Will you print the material below without altering a single character?

[Labeled-object pointing entries]
[BEGIN]

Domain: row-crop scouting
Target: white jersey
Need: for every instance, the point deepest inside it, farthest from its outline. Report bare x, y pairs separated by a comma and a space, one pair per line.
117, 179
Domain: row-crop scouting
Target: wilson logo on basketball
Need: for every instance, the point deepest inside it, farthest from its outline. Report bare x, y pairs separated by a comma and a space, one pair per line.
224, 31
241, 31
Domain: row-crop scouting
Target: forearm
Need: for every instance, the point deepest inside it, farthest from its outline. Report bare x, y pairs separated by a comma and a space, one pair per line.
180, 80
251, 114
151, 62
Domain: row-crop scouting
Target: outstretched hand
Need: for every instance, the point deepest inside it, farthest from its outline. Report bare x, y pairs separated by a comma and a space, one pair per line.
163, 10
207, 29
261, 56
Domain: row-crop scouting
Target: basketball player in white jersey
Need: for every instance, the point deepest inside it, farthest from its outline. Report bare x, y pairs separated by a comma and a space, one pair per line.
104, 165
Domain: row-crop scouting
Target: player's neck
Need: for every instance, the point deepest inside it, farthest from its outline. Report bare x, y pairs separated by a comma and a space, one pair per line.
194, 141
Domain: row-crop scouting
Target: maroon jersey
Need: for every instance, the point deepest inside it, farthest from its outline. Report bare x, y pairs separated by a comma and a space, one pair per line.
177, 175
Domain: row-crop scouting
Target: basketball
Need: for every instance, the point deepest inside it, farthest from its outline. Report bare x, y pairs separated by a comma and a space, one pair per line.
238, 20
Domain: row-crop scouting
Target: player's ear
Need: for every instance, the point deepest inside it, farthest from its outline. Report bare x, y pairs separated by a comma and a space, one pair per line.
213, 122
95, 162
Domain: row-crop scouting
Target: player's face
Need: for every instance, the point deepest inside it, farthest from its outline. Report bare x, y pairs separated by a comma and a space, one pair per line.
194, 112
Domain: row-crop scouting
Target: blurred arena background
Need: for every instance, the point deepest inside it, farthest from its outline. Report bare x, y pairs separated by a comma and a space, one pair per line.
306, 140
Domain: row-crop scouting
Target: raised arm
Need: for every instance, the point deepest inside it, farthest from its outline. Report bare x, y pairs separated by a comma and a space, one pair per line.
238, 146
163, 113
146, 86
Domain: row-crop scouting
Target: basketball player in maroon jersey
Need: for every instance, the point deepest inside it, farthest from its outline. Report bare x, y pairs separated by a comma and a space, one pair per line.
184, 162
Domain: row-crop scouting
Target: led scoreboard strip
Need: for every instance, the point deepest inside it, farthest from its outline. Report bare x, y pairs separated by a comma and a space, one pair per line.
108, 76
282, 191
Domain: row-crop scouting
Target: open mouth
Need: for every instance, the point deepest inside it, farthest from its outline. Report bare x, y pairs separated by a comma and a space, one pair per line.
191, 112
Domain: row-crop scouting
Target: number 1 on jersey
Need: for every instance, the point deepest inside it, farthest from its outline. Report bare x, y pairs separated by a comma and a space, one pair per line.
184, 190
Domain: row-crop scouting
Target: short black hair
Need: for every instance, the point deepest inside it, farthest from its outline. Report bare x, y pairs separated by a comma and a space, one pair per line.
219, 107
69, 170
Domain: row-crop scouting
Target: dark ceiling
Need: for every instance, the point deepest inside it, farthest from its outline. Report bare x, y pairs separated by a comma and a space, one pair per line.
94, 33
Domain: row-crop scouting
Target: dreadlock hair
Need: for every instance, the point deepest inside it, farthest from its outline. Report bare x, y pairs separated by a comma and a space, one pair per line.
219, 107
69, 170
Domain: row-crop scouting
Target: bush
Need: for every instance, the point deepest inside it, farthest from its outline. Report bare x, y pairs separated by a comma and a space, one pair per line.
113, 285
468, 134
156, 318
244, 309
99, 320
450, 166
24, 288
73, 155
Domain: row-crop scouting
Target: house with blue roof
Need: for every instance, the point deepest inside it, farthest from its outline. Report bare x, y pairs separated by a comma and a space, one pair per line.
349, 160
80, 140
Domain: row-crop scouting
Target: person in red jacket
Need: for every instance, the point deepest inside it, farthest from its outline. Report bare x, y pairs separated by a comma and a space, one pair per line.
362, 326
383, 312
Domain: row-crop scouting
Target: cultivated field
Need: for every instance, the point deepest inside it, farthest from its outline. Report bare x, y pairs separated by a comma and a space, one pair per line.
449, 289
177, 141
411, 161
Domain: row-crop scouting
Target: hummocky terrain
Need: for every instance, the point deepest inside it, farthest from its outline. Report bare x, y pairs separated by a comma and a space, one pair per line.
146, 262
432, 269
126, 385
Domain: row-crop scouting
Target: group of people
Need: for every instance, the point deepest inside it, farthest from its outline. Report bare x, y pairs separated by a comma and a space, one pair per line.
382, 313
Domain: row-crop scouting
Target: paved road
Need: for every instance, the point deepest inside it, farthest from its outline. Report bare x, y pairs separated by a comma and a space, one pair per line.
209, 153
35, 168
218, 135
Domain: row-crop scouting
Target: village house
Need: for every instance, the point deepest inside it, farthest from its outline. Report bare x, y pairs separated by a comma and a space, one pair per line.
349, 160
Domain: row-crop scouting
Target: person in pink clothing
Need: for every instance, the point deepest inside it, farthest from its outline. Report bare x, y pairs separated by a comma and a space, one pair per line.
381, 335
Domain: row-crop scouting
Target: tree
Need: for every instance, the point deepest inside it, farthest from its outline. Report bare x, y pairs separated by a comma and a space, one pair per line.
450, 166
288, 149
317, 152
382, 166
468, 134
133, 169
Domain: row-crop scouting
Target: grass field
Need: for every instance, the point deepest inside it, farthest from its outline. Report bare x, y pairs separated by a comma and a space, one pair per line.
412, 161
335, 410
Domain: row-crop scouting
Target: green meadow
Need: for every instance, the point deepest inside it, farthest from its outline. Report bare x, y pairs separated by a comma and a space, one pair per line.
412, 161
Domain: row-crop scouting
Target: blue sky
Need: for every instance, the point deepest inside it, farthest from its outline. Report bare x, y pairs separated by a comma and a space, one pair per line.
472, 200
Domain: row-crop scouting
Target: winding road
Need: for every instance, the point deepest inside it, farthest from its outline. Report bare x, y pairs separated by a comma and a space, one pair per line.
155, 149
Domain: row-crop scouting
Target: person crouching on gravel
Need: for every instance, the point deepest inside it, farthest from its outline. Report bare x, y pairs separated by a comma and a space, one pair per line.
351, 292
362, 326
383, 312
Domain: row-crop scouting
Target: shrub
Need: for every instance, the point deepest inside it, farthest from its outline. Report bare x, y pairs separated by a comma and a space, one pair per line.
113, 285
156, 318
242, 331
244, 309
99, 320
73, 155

[END]

◆ Result below:
Domain: row-crop scouting
Target: white jersey
Need: for every instance, the point deepest inside it, farthest from its outline. Report bare x, y pairs separated by a comma and a space, one pair per line.
117, 179
Domain: row-crop scouting
Target: wilson logo on basketball
Need: for every instance, the point deepest inside it, farthest from its outline. Report bare x, y pairs separated by a comma and a space, one pair per line.
224, 31
241, 31
Domain: row-crop scouting
Target: forearm
Need: for every instance, the point deepest inside it, farthest from its outline. Report bare x, y pairs separated by a comma and a space, one pair per line.
180, 80
251, 114
151, 62
Domain: row-crop scouting
Target: outstretched hand
Need: for every instance, the point deepest inside it, farthest from its outline. Report bare x, y pairs separated by a comma and a space, one pair per line.
163, 10
207, 29
261, 56
Domain: row-crop scouting
Target: basketball player in white jersey
Need: for every instance, the point deepest inside it, farthest from its outline. Report bare x, y pairs separated by a comma and a space, one pair per line.
104, 165
Domain: row-crop scouting
Target: player's neck
Need: for every instance, the point deepest inside it, farthest from its outline. Report bare x, y pairs separated by a comma and a space, one pair per line.
194, 141
Domain: row-crop scouting
Target: maroon jersey
Need: for every instance, the point deepest inside it, farthest from its outline. Report bare x, y pairs separated by a comma and a space, one pair per line.
177, 175
Domain: row-crop scouting
Target: basketball
Need: for every instance, the point deepest inside it, farthest from its outline. Report bare x, y pairs separated by a comma and a space, one pair per line.
238, 20
Domain: row-crop scouting
Target: player's ear
Need: for every instance, the point deepest inside it, farthest from its outline. Report bare x, y pairs separated by a comma and a space, one pair per line.
213, 122
95, 162
Domain: row-crop scouting
Target: player's face
Need: for every instance, the point deepest inside it, farthest from its outline. Report bare x, y pairs separated by a comma and a space, one pair per line.
194, 112
Domain: row-crop scouting
Target: blurred arena background
Need: for every instance, the point deepest inside it, farthest from its outline. Report bare x, y pairs separated by a comma and a space, one pair per line.
306, 140
Domain: row-crop scouting
Target: raised arm
Need: for every instance, the point deepest inside it, farthest from its outline. Report bare x, y pairs separated by a comma and a space, one pair per line.
238, 146
163, 113
146, 86
Domain: row-crop scouting
Target: basketball player in maroon jersey
Need: for every instance, the point deepest inside it, farthest from its outline. Report bare x, y pairs separated by a comma and a space, one pair per line.
184, 162
Domain: row-crop scouting
Target: led scoreboard strip
Need: for every instance, the point deepest inside it, farthest from its outline. Report bare x, y pairs separated by a comma and a space, one pair per line.
108, 76
282, 191
Domain: row-crop scouting
Target: open mouth
Need: for every instance, the point deepest inside it, farthest from its outline. Report bare x, y pairs separated by a comma and a space, one pair per line.
191, 112
Domain: row-crop scouting
Target: number 1 on jersey
Need: for every instance, the point deepest inside it, farthest from its outline. Report bare x, y pairs separated by a comma and a space, one pair per line.
184, 190
Domain: row-crop scouting
Target: short black hair
Need: for every instance, the point deepest inside it, farthest from its outline. Report bare x, y pairs separated by a comma and a space, one pair per line.
219, 107
69, 170
Domain: row-crop scouting
Target: dark ceiling
Need: for every instance, the point deepest inside it, farthest from its outline. Report bare x, y pairs separated by a comma and a space, one pair per line.
94, 33
Domain: row-crop scouting
Target: dreadlock hair
Need: for every instance, the point deepest inside it, farthest from its outline. Report bare x, y pairs separated by a comma and a space, one pair per line.
219, 107
69, 170
Domain: row-crop scouting
Target: bush
Need: for every instance, the point deepest inside it, farthest from its outline. Report bare x, y pairs separated by a comma and a space, one pair per line.
113, 285
468, 134
156, 318
244, 309
99, 320
450, 166
24, 288
73, 155
Domain: row-crop scouting
Target: house with blue roof
Need: for every instance, the point deepest inside it, farthest from its outline. Report bare x, y pairs separated by a comma and a space, one pair per line.
349, 160
80, 140
Domain: row-crop scouting
Target: person in red jacket
Need: for every instance, the point deepest inside it, farthest from its outline. Report bare x, y pairs separated by a comma and a space, one pair per line.
362, 326
383, 312
Domain: row-crop scouting
Target: cultivated field
Need: for every instance, the point deepest inside it, farthest from its outline. Report bare x, y pairs separated by a comma and a space, one pair per line.
449, 289
177, 141
411, 161
Domain: row-crop scouting
Target: hummocky terrain
Need: for every instance, the point deepest inside it, farthest from its outline. Report bare x, y pairs separated by a comma and a space, one pair per line.
146, 262
432, 269
126, 385
Domain: row-crop scouting
Target: group of people
Need: for every instance, the point deepest inside it, farthest from its outline. Report bare x, y pairs separated by a comma and a space, one pair per line.
382, 313
Domain: row-crop scouting
Target: paved road
Need: for every instance, the point deepest inside it, farthest from its outline. Report bare x, y pairs separated by a comma and a space, one pair per line.
209, 153
35, 168
218, 135
Domain: row-crop scouting
Target: village house
Need: for every instance, the point deepest inside it, farthest from its outline. Report bare x, y pairs separated by a comma and a space, one pair per line.
349, 160
Domain: row-crop scouting
Target: person in pink clothing
Need: for every instance, the point deepest inside it, farthest from its outline. Report bare x, y pairs separated by a comma and a space, one pair per line.
381, 335
Domain: row-crop scouting
Target: tree
Need: for every instance, the point deepest inside it, farthest from its outline. Report bare x, y pairs separated by a comma and a space, one pair per line.
450, 166
288, 149
317, 152
382, 166
468, 134
133, 169
Domain: row-crop scouting
Target: grass field
Need: for every instance, the point deepest inside it, farthest from its outline. Report bare x, y pairs separated by a comma and a space, one pair per line.
412, 161
335, 410
Domain: row-crop scouting
Target: green meadow
Need: for every instance, the point deepest inside it, farthest from its outline. Report bare x, y pairs separated by a comma and a space, one pair per line.
412, 161
Domain: row-crop scouting
Target: blue sky
Need: for every instance, the point deepest inside it, farthest from its outline. Report bare x, y pairs separated by a comma and a space, one pair per line.
472, 200
Domain: row-crop scouting
Target: winding road
Need: for every instance, the point deepest inside it, farthest from its outline. Report bare x, y pairs separated by a comma and a space, one pair per line.
155, 149
Domain: row-crop scouting
Target: person crouching on gravel
Need: for every instance, the point deepest inside it, farthest from its outline. Report bare x, y pairs separated by a comma and a space, one pair per line.
351, 292
362, 326
383, 312
Domain: row-crop scouting
Target: shrub
Need: for every instance, the point deepest inside it, farthest from its outline. Report bare x, y pairs separated by a comma and a space, one pair per line.
113, 285
156, 318
242, 331
244, 309
99, 320
73, 155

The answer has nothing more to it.